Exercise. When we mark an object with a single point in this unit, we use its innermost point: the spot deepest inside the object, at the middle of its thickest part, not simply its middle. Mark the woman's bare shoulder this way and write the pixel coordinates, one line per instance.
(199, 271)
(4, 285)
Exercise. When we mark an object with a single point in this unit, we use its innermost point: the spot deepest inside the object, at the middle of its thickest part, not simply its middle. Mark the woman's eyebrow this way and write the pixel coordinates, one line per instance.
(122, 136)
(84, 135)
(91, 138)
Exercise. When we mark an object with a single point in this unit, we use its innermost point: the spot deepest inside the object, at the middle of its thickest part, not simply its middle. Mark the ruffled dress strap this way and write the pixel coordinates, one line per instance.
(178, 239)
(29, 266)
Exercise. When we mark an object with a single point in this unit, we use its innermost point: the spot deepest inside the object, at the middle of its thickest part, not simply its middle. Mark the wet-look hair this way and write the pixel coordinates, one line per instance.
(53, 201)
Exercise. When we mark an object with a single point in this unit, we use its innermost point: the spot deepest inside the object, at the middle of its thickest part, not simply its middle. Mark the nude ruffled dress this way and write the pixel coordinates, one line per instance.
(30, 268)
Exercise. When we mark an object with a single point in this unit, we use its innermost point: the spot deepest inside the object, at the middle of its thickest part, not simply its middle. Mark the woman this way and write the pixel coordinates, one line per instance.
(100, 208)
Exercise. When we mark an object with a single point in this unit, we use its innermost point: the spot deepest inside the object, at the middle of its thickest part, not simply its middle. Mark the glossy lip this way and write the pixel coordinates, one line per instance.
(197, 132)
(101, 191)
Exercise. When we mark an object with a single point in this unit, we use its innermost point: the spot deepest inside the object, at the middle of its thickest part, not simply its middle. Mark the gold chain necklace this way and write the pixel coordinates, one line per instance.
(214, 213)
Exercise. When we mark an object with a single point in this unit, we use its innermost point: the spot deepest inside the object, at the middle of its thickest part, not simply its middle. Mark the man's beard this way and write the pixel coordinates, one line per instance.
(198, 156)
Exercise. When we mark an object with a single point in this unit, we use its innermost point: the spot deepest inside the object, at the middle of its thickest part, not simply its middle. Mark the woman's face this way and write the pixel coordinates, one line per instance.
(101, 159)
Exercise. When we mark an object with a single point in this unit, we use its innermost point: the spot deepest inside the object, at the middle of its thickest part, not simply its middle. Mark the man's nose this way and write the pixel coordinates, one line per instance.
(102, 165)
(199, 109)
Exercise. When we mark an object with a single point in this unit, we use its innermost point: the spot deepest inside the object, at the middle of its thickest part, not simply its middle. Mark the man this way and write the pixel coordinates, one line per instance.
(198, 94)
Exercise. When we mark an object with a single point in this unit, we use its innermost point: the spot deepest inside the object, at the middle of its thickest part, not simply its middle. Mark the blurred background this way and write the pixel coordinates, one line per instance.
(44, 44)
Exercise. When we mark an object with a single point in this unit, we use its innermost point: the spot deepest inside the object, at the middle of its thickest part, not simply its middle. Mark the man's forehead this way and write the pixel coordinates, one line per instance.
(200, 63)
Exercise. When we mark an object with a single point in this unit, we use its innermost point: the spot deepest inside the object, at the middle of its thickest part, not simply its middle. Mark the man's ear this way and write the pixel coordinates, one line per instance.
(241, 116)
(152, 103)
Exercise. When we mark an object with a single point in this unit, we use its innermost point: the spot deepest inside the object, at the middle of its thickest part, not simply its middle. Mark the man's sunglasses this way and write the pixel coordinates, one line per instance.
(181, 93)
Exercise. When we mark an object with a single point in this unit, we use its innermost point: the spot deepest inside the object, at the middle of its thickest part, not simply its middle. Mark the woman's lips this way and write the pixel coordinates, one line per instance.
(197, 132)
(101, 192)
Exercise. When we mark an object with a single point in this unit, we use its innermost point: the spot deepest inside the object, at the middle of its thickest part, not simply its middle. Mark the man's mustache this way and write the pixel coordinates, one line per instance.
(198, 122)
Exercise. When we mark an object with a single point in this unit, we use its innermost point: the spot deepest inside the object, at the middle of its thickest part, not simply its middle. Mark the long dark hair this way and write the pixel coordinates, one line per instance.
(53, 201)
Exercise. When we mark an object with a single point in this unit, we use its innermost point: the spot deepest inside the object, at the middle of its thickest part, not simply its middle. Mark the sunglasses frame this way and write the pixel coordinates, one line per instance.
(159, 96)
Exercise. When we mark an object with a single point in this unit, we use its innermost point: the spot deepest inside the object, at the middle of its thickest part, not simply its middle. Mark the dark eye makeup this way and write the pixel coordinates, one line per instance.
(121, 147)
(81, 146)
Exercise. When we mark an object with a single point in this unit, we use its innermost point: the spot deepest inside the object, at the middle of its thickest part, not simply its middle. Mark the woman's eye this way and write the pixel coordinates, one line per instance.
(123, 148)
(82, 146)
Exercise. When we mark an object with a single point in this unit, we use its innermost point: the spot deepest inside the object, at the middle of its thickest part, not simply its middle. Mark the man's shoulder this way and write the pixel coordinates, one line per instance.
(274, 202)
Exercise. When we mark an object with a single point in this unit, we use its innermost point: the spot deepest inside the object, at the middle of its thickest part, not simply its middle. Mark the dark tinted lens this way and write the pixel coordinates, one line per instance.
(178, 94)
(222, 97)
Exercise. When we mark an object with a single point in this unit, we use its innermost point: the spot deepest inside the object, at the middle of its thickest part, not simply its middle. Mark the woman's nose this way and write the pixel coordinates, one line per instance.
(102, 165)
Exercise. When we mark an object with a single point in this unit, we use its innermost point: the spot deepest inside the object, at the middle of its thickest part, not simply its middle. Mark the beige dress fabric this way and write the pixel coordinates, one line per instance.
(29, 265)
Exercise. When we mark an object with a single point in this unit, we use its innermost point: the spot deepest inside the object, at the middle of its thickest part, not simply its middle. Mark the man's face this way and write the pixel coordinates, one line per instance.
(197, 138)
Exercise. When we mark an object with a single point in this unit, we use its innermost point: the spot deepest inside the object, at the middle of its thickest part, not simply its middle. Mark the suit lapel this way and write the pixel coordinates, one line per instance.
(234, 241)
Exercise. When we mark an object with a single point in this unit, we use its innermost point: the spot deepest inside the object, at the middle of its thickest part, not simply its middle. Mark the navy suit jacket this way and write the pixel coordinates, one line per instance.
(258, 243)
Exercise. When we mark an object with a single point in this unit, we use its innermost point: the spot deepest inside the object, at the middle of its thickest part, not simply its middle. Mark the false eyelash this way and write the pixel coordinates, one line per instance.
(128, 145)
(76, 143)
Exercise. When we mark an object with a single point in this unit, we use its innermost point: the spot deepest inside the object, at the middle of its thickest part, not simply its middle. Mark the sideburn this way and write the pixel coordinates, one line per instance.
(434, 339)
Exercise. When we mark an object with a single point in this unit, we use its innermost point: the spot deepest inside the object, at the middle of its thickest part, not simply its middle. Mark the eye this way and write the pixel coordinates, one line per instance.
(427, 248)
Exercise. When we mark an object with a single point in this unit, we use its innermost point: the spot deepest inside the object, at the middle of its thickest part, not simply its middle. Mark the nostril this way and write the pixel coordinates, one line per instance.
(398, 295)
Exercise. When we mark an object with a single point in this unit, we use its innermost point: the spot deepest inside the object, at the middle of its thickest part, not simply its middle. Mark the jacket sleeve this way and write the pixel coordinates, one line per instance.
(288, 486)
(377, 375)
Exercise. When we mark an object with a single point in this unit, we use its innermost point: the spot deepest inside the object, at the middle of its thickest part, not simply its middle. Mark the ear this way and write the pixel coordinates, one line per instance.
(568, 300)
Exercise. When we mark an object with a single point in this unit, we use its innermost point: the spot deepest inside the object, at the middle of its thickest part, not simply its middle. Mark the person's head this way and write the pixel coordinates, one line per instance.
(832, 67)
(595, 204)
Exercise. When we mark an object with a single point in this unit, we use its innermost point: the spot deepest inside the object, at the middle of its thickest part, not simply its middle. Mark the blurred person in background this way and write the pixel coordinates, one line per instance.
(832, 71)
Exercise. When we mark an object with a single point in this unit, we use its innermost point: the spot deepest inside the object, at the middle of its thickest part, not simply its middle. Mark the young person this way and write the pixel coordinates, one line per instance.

= Direction =
Everything from the line with "Mark the eye" to the end of the listing above needs to be duplicated exactly, both end lines included, with nothing more.

= Written answer =
Exercise. When we mark an object with a single point in this unit, we use its innermost point: the spot deepest inside the object, at the middle of its thickest part, not simply its middle. Mark the eye this way and write the pixel coordinates, one line per instance.
(427, 248)
Exercise. When we mark an object with a single point in this unit, we use its innermost point: the spot deepest inside the object, at the middle of its thickest part, not simply its middle. Mark the nostril this way and write the pixel coordinates, one line per instance.
(398, 295)
Exercise. When we mark an object with a single point in this unit, we use its innermost point: the spot deepest inside the object, at the middle of its thickest part, not simply its middle. Mark the jacket sleeve this way and write the pixel coordinates, one line per instance.
(288, 486)
(377, 375)
Exercise. When we mark an object with a single point in this unit, we use its innermost point: the spot deepest inside the object, at the middle of its thickest part, not simply its middle. Mark the ear this way and write the pixel coordinates, one line per instance.
(568, 300)
Exercise. When we mark an object with a single point in this unit, we use its innermost point: the spot deepest inside the object, at the middle of its thickest part, not simply its middle. Mark the person's head this way and write the pixel coordinates, one line per instance.
(832, 67)
(595, 204)
Exercise. When we mark an object with a single point in this unit, we use its innermost point: the spot deepest inside the object, at the middle of its thickest part, not simply its middle. Mark the blurred person in background this way and write the pixel coordinates, one line per instance.
(832, 71)
Exercise. When we mark an object with a single point in this unit, we use its innermost point: the spot deepest inside the object, at the middle of its thickest part, not simply its middle. Mark the young person this way and write the pixel coordinates, one line per instance.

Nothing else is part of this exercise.